Aşağıdaki köşe yazısında "Cemaat’e paralel yapı diyorlar" ifadesiyle biten cümlede iktidara yakın yazarların hangi konuya hangi adı verdiği belirtilmektedir. Her konuyu karşılık gelen adla birlikte sıralayınız.

▶ _Sunulan Metin_
——

Umut ÖZKIRIMLI

Umut ÖZKIRIMLI
Umut ÖZKIRIMLI
Tüm Yazıları
Yeni Türkiye'nin 'Zinde devrim bekçileri!'
8.05.2014
2467

 ‘İnce uzun bir hayvan/ Çarpıyor / Çarpıyor / Çarpıyordu kendini taşlara. / Canı mı sıkılıyor / Can mı çekişiyordu yoksa? / Yok efendim dedi yanımdaki adam / Gömlek değiştiriyor yılan / Bu hallerden anlarız dedi az çok / Biz de sınıf değişmiştik bi zaman 

Değişim, Can Yücel


Onları tanıyorsunuz. “Havuz medyası” diye tabir edilen gazetelerde yazıyor, iktidara yakın kanallarda program yapıyorlar. Vesayetçi çakallardan korunmak için olsa gerek, genelde toplu hareket ediyorlar. Aynı konularda, aynı şeyleri yazıyor, aynı sıfatları, aynı benzetmeleri kullanıyorlar. Gezi’ye kalkışma, 17-25 Aralık yolsuzluk soruşturmalarına darbe, Cemaat’e paralel yapı diyorlar. Ortak noktaları ise son 12 yılda Türkiye ’de AKP önderliğinde bir “devrim” yaşandığına inanmaları (örnek aldıkları Etyen Mahçupyan buna “halk ihtilali” diyor). “Baş devrimci” Başbakan Recep Tayyip Erdoğan ’a uzanan her dili kesiyor, Cihangir’i üs edindiklerine inandıkları “Beyaz Türk, mavi kanlı” liberal-ulusalcı-solcu karşı-devrimcilere göz açtırmıyorlar. Gençler, siviller, sivri dilliler. Eski rejimin organik aydınlarının aksine, halkı dinliyor, halkı anlıyorlar. Halkın devrimine, halkın devrimcisine sahip çıkıyorlar.

——

▶ _Toplanan Veriler_
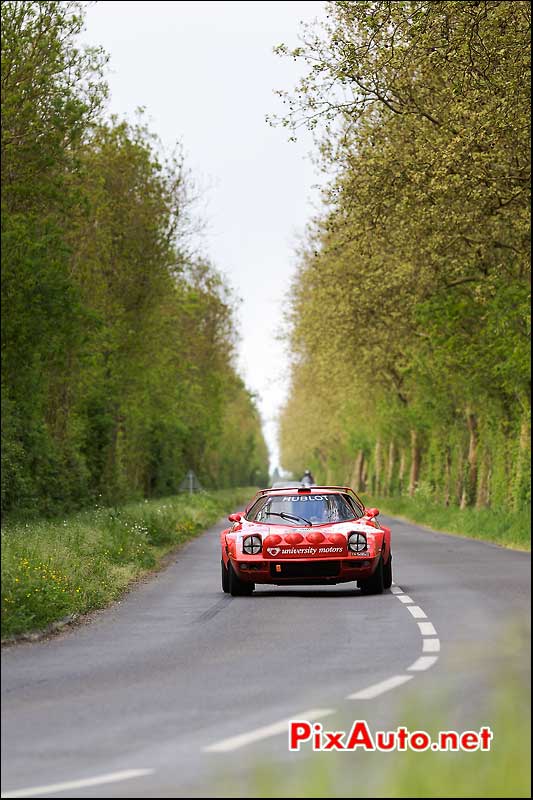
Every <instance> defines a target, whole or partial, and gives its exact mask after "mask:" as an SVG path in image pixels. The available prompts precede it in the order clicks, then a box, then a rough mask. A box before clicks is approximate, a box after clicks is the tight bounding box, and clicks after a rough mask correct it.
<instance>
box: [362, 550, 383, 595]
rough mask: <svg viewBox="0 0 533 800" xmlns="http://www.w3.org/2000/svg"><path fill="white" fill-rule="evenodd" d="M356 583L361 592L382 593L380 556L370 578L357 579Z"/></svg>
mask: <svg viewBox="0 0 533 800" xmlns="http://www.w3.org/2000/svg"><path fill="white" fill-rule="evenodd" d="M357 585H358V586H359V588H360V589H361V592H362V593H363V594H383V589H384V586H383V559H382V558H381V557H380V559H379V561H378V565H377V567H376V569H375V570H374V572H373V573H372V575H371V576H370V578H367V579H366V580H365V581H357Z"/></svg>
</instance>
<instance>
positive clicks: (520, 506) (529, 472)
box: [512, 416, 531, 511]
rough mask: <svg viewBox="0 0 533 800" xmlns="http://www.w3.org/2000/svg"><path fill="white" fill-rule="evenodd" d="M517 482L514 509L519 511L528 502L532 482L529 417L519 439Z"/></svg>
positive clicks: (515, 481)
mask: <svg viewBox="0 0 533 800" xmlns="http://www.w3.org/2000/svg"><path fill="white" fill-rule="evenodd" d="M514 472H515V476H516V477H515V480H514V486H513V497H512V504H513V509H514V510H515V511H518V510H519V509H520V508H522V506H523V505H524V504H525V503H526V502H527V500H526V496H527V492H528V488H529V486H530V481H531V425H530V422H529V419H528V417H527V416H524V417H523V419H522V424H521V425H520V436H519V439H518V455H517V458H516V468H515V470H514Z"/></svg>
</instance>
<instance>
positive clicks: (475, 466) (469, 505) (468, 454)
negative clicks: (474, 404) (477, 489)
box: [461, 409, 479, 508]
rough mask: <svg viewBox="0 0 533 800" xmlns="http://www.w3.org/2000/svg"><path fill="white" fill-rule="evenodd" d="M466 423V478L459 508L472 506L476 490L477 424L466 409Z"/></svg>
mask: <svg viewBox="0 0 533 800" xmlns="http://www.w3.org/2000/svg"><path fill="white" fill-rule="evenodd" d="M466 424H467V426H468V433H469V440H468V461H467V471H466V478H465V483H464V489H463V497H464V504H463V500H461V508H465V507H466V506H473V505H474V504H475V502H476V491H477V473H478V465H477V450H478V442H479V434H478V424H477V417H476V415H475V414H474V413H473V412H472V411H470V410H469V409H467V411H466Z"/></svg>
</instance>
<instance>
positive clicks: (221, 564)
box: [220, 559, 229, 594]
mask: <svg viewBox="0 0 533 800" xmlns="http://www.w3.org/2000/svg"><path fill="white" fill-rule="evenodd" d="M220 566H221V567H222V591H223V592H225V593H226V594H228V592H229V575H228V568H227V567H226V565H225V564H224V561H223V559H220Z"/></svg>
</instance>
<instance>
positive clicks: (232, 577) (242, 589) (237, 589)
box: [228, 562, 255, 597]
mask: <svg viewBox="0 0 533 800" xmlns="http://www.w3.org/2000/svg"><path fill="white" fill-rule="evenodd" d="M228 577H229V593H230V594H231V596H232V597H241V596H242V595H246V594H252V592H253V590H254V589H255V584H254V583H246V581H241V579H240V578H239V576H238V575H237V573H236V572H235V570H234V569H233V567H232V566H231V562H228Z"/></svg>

——

▶ _Yazılı Yanıt_
- Gezi: kalkışma
- 17-25 Aralık yolsuzluk soruşturmaları: darbe
- Cemaat: paralel yapı